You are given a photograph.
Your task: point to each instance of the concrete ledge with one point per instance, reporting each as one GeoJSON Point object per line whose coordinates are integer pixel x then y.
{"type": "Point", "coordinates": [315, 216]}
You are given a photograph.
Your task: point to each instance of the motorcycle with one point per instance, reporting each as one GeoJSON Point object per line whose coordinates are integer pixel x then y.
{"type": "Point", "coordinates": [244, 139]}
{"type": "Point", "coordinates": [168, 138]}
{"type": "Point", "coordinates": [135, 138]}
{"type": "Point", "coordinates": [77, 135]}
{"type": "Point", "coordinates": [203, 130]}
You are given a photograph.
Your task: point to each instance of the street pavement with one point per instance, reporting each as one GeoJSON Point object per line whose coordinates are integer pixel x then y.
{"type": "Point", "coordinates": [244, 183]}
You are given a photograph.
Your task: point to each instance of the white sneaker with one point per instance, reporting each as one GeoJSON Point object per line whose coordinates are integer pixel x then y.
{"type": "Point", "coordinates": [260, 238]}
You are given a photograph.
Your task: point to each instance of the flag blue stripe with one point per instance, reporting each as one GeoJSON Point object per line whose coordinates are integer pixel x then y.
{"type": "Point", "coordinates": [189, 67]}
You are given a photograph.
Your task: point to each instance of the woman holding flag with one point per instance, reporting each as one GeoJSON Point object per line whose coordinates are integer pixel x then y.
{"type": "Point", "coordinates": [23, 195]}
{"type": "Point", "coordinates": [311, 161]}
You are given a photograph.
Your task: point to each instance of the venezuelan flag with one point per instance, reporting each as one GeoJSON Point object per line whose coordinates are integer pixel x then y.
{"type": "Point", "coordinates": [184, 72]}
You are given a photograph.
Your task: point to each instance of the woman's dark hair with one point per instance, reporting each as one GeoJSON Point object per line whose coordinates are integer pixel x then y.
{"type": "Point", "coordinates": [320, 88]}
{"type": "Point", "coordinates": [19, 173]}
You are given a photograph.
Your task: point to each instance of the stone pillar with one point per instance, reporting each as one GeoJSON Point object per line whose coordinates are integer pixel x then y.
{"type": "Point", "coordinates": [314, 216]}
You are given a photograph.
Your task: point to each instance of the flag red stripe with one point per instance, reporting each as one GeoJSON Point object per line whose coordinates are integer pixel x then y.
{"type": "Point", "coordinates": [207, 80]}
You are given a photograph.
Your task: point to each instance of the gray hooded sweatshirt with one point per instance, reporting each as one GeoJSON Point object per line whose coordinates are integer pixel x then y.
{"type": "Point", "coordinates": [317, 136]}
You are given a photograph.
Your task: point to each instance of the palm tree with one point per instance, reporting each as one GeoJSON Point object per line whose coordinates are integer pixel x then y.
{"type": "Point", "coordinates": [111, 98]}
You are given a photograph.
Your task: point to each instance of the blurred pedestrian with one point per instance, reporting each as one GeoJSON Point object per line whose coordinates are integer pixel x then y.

- _THE EXERCISE_
Identify every line in the records above that contains the string "woman", and copy each of those lines. Case counts.

- _REPLY TO THE EXERCISE_
Your task: point to each instance of the woman holding flag with one point per instance, reporting each as one GeoJSON Point object per line whose coordinates are integer pixel x then y.
Your task: point to each instance of the woman's dark hair with one point per instance, reporting each as one GeoJSON Point object per line whose coordinates are integer pixel x then y.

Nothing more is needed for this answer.